[Excerpted data — start]

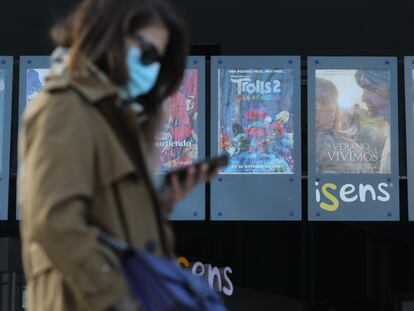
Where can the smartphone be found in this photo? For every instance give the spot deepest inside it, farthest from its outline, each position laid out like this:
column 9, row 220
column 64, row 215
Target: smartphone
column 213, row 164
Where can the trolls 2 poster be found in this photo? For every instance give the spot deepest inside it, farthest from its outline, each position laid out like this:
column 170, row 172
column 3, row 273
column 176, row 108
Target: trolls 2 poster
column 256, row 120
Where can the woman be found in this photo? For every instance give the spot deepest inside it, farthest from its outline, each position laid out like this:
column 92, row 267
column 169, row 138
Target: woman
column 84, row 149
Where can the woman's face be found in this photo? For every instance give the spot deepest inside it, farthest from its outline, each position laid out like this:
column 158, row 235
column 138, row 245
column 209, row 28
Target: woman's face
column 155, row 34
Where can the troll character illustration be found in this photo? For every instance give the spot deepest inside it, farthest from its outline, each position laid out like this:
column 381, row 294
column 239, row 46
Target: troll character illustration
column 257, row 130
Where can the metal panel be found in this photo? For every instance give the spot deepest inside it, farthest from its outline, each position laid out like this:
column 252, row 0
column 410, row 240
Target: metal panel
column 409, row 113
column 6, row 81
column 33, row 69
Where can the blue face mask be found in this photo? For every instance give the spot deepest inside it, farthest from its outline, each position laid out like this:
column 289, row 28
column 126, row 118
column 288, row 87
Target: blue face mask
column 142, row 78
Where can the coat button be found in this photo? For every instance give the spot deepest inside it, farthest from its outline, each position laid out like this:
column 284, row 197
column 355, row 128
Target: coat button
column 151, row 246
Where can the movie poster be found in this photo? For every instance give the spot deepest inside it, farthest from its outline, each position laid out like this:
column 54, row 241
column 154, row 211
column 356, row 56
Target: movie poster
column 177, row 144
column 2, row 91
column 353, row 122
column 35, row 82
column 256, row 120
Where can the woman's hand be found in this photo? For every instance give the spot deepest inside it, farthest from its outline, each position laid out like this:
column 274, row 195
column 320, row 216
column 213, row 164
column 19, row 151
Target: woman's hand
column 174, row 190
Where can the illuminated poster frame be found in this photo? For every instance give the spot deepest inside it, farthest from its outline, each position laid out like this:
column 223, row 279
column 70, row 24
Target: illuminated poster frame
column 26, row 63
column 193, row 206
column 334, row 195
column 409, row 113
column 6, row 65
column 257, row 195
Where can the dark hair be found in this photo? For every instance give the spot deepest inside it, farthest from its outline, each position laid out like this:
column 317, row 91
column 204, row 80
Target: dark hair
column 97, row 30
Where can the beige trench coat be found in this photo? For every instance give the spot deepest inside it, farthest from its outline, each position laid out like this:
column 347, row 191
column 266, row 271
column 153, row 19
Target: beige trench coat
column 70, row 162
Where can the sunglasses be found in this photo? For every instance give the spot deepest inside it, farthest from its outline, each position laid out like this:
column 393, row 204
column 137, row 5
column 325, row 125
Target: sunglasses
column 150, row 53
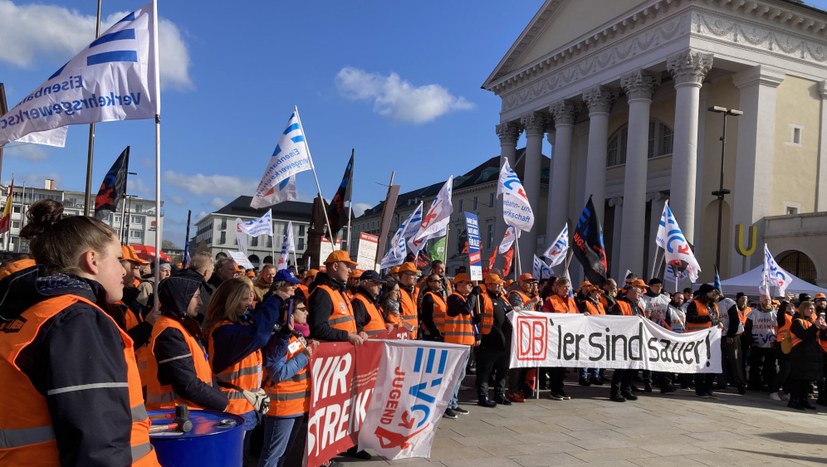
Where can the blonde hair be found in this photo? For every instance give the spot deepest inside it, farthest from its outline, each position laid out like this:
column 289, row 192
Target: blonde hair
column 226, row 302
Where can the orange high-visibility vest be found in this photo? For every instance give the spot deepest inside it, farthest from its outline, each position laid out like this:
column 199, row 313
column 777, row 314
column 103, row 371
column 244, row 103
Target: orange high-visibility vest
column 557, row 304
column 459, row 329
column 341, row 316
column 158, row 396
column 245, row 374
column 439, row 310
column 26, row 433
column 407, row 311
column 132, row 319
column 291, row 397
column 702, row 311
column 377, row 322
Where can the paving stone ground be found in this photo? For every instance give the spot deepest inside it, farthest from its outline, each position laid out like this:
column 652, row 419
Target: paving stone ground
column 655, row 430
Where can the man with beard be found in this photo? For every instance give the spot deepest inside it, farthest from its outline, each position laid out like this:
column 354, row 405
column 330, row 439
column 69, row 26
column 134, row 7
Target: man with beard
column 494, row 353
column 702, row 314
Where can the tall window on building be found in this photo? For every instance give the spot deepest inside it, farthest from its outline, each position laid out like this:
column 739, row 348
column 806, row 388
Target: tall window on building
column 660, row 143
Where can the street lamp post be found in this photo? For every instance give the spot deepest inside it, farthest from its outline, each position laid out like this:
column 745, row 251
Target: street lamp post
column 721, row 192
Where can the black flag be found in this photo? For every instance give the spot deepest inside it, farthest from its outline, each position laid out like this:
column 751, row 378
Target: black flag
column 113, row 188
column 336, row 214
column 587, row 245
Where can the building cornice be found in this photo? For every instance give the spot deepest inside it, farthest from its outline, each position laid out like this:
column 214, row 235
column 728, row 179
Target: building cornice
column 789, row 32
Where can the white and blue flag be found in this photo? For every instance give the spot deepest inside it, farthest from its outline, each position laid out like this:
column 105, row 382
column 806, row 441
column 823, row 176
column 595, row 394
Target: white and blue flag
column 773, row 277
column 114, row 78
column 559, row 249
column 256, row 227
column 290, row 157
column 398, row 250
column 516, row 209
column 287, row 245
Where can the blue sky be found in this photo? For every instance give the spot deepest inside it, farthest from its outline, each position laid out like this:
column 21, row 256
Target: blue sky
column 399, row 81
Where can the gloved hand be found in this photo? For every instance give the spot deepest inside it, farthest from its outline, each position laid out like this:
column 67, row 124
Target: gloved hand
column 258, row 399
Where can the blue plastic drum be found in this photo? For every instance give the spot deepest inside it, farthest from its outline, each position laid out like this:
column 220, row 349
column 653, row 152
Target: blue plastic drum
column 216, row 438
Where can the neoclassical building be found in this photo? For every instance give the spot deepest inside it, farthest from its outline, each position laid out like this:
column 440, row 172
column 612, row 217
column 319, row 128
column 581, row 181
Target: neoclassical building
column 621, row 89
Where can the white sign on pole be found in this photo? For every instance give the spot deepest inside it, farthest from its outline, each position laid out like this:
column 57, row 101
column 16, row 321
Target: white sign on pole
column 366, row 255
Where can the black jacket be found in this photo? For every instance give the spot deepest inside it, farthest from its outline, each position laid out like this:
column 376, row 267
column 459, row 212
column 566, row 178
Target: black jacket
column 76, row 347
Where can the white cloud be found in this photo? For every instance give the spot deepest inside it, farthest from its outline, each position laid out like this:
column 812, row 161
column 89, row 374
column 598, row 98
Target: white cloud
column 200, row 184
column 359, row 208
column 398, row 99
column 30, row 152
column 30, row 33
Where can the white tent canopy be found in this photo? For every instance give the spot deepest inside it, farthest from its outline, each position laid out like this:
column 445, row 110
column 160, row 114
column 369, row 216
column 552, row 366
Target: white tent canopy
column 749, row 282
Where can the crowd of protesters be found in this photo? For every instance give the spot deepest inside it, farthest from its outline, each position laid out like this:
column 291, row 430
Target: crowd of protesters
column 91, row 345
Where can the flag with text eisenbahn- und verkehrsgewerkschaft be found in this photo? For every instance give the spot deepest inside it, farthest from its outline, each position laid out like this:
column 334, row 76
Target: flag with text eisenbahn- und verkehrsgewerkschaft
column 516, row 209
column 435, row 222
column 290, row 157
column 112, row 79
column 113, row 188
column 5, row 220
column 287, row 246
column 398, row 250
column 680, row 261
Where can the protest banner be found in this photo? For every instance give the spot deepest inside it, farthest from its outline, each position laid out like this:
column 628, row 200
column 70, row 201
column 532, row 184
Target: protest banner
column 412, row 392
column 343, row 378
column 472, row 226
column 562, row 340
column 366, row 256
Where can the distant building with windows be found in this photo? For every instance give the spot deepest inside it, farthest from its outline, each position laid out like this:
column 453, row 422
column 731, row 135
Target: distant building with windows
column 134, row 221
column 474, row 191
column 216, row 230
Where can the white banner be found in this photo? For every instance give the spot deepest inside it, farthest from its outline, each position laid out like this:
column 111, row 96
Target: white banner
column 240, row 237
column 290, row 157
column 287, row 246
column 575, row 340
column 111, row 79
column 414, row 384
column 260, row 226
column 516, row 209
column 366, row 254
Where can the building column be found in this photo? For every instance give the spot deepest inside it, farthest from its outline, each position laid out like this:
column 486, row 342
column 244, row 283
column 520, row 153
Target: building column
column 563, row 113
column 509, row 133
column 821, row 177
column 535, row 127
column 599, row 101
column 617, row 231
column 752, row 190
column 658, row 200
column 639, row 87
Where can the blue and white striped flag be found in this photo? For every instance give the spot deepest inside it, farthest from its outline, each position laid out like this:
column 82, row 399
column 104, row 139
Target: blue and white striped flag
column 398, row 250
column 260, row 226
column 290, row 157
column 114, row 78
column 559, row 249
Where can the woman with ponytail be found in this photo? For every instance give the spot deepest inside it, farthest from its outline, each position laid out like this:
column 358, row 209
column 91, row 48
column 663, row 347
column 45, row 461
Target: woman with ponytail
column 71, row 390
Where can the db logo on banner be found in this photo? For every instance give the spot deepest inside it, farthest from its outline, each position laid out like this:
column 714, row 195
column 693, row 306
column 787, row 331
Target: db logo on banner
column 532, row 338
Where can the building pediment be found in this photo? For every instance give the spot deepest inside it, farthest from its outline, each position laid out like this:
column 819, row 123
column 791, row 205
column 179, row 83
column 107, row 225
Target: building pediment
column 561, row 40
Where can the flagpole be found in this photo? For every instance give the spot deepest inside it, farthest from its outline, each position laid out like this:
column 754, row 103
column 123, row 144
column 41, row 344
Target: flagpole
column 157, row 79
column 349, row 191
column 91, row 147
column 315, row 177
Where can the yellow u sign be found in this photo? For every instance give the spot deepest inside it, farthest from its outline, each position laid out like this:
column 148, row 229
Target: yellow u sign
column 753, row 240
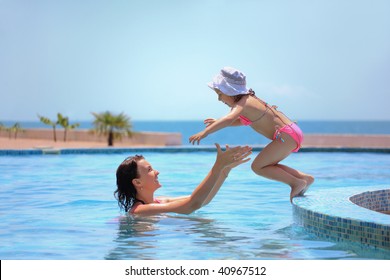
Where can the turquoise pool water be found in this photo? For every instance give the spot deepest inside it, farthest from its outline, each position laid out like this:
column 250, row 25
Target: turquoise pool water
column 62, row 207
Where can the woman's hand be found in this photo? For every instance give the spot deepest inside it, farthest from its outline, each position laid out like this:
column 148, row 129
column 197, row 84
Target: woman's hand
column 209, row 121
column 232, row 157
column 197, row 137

[Excerpted data — finish]
[Excerpted data — start]

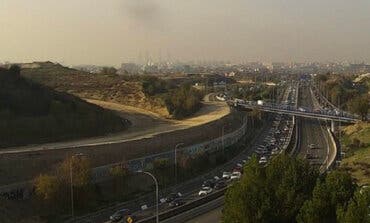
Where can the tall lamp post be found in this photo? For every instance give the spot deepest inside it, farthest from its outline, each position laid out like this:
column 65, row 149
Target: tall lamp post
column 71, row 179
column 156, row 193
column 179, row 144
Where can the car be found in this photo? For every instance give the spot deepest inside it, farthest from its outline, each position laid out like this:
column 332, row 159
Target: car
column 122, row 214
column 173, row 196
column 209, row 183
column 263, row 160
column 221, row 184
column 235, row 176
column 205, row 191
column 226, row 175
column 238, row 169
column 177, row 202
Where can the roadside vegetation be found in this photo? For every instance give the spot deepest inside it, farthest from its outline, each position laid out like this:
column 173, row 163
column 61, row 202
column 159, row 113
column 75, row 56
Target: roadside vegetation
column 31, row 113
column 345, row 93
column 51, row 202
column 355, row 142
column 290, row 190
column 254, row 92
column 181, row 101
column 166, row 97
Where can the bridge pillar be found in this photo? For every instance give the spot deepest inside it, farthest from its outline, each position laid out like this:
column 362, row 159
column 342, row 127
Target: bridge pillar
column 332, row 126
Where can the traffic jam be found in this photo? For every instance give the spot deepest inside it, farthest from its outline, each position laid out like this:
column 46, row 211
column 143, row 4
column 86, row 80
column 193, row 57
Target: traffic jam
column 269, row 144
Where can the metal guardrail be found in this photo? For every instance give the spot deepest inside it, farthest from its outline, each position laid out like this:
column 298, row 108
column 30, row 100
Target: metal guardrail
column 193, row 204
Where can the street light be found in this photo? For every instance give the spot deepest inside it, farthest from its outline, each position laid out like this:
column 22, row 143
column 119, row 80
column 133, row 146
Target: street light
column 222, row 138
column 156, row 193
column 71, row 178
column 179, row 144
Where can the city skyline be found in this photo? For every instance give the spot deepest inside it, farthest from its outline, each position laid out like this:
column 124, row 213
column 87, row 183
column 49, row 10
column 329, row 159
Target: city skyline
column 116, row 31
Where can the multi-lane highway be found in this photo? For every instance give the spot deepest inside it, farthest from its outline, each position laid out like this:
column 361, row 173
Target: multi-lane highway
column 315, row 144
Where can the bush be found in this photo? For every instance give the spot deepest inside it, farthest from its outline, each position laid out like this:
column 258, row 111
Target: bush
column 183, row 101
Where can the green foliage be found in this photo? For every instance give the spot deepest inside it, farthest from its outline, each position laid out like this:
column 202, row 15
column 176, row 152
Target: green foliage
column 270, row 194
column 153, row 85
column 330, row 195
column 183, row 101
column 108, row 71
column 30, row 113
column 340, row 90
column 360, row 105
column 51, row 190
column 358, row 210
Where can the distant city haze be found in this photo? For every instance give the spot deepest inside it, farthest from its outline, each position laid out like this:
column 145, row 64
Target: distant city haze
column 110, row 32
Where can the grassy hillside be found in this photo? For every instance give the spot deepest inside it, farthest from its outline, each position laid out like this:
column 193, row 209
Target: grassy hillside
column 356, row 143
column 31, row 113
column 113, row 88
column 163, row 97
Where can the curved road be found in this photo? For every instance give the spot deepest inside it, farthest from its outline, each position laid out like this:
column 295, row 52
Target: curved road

[Excerpted data — finish]
[Excerpted data — start]

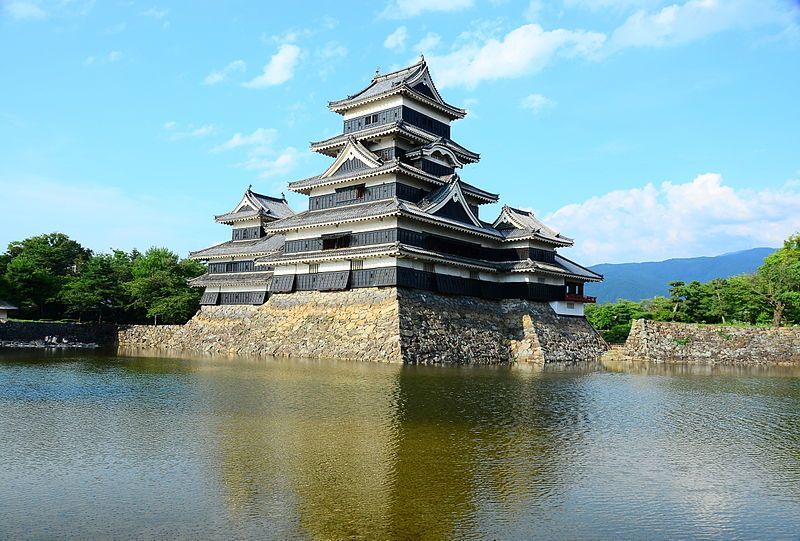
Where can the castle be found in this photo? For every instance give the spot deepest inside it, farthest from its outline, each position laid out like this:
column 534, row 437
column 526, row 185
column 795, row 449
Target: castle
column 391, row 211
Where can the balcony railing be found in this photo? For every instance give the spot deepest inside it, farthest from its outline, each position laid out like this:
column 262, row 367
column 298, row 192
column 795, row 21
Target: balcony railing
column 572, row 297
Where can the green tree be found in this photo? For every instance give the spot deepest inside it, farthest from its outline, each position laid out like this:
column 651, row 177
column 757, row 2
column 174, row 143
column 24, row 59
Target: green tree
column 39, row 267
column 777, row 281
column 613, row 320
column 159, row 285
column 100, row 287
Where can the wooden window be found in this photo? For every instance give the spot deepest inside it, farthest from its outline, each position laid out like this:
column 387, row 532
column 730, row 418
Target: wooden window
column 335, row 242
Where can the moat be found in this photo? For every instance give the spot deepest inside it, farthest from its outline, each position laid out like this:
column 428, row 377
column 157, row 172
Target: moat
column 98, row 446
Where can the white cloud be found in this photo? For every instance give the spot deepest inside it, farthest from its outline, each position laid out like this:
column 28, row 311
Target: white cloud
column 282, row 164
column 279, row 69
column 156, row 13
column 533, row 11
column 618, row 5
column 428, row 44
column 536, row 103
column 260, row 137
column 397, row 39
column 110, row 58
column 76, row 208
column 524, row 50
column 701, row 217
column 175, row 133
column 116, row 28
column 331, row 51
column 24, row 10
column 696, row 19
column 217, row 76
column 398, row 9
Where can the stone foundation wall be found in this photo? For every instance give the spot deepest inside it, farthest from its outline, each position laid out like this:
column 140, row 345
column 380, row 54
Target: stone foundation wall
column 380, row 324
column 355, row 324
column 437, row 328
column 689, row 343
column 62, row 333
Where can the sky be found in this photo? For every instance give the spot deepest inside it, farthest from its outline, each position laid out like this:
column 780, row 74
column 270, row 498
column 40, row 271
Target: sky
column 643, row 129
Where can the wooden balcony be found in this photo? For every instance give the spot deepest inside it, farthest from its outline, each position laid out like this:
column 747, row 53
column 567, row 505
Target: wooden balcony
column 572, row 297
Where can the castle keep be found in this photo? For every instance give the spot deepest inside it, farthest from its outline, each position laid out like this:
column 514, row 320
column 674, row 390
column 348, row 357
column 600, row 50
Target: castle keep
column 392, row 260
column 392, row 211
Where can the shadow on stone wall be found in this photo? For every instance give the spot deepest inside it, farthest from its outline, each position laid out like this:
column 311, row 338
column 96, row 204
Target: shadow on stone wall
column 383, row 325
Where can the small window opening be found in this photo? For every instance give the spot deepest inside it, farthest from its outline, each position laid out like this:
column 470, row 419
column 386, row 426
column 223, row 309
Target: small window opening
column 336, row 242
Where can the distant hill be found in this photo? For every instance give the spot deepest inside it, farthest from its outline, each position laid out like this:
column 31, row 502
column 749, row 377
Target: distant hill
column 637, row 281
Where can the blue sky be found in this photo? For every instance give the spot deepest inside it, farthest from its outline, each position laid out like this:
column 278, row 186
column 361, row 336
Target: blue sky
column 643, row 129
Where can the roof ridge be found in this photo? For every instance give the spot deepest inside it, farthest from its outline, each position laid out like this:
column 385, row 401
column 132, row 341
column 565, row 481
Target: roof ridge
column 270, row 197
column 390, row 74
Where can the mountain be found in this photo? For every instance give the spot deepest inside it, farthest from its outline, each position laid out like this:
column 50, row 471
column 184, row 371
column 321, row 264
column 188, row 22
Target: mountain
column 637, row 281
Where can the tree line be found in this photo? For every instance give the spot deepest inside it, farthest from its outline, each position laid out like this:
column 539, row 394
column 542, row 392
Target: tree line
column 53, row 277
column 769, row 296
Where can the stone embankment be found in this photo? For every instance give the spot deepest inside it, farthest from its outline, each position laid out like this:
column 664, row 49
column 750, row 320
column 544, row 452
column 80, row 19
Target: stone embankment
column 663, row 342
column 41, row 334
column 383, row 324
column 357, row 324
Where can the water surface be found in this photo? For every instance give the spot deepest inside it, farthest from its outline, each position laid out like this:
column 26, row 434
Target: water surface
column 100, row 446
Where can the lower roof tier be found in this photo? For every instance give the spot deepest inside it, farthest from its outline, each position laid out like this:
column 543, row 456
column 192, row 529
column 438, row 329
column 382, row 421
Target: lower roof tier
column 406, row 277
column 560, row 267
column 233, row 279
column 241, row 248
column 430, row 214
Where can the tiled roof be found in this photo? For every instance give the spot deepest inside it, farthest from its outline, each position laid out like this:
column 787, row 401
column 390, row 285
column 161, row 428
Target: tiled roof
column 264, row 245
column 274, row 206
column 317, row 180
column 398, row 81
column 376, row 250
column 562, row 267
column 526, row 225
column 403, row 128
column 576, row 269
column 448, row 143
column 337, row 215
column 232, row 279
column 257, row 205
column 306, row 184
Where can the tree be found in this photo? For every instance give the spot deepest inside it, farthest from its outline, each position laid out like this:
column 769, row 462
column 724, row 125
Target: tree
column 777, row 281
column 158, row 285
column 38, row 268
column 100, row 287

[Excerpted data — finish]

**Assigned task:**
Within the data, how many lines hold the word "curved"? State only that number.

**Solution to this problem:**
2